**What is required:**
Collect every line of the material below that contains the word "baroque".

===== Records for the exercise =====

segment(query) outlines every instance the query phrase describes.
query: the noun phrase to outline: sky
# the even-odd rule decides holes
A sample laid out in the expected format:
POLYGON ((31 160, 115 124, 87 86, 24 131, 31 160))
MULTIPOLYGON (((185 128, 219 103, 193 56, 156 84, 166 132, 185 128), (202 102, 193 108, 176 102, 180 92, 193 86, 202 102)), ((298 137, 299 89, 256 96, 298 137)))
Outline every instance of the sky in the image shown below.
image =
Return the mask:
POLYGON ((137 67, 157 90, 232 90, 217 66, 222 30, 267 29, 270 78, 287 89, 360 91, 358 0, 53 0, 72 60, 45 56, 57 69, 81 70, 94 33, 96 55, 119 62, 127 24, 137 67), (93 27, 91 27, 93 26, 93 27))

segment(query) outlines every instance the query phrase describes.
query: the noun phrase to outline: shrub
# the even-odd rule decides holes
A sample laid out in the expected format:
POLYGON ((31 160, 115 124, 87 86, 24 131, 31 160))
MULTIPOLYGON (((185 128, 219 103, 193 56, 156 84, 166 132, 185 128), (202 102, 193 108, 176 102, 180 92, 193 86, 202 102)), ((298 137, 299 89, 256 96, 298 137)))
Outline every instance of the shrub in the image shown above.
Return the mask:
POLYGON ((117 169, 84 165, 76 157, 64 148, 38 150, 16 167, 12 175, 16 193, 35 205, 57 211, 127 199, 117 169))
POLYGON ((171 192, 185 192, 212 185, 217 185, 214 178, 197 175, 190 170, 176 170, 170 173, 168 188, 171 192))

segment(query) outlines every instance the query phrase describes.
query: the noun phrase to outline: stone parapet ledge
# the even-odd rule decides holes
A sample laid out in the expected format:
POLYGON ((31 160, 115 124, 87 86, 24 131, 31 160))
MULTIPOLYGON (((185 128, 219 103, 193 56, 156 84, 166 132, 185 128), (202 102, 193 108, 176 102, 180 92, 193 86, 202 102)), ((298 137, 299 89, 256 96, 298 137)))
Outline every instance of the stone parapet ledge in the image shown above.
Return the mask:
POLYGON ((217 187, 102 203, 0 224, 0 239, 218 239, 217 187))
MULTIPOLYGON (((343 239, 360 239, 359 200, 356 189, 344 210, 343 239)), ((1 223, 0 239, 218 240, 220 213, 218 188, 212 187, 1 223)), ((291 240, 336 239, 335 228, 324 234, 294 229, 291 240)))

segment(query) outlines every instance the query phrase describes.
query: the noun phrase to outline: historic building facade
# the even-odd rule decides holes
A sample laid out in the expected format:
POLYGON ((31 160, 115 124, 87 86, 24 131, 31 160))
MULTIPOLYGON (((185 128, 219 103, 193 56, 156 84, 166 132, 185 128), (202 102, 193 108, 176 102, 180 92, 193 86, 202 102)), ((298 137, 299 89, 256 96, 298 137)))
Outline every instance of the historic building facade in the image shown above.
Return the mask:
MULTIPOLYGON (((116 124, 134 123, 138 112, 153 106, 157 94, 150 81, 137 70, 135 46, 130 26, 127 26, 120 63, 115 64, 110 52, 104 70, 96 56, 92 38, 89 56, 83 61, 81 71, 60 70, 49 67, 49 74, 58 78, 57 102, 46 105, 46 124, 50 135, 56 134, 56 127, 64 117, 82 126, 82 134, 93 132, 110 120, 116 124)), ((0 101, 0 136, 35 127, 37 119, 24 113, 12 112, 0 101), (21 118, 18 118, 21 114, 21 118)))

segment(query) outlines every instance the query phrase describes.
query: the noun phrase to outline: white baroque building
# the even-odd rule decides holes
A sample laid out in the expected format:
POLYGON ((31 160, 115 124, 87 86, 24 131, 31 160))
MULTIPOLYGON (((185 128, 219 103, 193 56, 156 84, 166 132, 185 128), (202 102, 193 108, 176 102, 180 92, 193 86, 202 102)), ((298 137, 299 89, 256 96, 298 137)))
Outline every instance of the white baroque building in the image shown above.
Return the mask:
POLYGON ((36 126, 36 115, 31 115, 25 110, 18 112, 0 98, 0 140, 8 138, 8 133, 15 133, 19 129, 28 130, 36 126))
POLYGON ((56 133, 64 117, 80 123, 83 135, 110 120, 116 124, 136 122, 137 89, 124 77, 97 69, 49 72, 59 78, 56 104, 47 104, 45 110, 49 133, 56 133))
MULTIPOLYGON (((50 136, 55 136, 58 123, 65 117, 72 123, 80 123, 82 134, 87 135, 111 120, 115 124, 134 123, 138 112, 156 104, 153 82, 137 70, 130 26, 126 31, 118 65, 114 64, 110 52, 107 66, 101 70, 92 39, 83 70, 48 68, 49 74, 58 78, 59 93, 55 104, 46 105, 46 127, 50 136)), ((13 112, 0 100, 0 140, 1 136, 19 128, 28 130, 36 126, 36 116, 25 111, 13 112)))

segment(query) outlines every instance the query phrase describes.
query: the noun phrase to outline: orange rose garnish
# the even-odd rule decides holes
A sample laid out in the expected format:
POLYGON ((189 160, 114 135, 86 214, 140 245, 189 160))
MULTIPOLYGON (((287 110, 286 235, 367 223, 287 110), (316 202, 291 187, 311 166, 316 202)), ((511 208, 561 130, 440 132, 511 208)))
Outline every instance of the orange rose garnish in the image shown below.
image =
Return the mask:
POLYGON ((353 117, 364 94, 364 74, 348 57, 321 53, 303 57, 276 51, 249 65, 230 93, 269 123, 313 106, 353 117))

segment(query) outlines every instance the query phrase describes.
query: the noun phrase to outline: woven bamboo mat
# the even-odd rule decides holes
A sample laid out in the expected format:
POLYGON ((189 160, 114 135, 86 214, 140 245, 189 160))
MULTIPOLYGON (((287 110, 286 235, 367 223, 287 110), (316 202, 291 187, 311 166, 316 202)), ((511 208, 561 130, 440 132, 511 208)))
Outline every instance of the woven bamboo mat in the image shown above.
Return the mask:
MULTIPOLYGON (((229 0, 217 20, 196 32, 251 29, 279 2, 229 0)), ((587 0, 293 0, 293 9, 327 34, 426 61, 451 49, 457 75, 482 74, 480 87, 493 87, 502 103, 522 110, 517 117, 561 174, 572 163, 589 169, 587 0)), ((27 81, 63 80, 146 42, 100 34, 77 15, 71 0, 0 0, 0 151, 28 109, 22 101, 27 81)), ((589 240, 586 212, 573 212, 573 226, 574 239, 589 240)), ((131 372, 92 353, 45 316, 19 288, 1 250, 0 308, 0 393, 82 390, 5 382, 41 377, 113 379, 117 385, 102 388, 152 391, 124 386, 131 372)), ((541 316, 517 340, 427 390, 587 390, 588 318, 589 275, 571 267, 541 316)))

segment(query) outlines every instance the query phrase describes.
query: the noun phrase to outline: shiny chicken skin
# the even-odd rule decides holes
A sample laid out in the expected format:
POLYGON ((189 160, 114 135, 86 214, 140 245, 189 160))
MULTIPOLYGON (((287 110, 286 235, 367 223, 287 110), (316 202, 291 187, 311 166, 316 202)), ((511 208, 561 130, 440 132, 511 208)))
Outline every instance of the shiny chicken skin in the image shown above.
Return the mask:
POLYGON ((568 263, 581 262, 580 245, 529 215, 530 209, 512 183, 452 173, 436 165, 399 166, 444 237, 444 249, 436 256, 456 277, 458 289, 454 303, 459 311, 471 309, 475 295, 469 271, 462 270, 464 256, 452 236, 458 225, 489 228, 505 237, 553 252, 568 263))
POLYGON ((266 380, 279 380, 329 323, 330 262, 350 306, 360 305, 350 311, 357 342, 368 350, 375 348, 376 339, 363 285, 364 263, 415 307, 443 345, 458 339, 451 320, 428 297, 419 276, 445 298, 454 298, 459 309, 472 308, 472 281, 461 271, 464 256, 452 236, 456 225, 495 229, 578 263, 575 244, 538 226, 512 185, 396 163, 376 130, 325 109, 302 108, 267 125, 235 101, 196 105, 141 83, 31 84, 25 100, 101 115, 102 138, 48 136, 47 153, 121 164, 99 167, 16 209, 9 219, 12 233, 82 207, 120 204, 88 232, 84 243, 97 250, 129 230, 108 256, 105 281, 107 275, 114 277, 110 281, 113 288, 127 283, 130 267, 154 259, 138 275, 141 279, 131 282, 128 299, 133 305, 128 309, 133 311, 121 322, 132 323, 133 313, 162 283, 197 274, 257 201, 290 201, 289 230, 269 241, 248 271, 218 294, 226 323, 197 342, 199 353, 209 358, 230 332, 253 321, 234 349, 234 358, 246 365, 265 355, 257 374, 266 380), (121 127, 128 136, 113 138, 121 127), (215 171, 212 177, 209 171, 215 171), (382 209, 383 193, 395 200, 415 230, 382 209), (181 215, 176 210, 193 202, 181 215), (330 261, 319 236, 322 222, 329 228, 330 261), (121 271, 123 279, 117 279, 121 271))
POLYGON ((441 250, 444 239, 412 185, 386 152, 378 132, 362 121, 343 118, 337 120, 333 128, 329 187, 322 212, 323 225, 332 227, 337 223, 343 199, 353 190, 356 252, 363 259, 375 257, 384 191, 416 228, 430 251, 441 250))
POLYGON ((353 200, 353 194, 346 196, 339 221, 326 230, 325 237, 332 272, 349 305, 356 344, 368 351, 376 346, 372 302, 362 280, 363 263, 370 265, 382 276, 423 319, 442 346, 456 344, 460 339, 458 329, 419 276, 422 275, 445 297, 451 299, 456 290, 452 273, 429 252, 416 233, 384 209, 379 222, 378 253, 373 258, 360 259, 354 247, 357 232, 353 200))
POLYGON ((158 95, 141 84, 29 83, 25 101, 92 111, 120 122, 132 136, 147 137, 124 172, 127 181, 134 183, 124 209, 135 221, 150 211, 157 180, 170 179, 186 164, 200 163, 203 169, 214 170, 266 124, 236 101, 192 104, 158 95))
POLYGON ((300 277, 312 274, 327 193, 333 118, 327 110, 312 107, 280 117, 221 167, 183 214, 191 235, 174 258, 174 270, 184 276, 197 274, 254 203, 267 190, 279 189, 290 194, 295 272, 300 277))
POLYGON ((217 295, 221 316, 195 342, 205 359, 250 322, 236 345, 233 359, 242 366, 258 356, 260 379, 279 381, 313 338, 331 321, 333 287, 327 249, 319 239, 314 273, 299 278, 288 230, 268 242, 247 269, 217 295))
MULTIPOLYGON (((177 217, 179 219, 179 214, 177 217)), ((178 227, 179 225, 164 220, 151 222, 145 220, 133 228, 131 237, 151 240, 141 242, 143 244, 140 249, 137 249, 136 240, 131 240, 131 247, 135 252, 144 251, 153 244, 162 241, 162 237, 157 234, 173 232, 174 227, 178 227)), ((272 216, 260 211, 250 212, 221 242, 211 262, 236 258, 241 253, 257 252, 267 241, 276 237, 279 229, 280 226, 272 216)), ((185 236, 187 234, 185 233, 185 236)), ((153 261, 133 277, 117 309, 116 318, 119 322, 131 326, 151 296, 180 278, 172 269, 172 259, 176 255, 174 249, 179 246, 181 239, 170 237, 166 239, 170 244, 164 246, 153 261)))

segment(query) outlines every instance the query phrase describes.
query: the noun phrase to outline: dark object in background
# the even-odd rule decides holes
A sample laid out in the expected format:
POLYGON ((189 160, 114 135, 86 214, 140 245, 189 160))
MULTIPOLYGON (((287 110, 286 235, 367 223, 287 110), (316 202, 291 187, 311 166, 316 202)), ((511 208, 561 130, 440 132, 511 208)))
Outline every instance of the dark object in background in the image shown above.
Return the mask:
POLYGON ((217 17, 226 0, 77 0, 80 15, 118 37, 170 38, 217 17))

=====

**Exercise result:**
query: the noun phrase to outline: white baroque building
Outline every instance of the white baroque building in the image shown above.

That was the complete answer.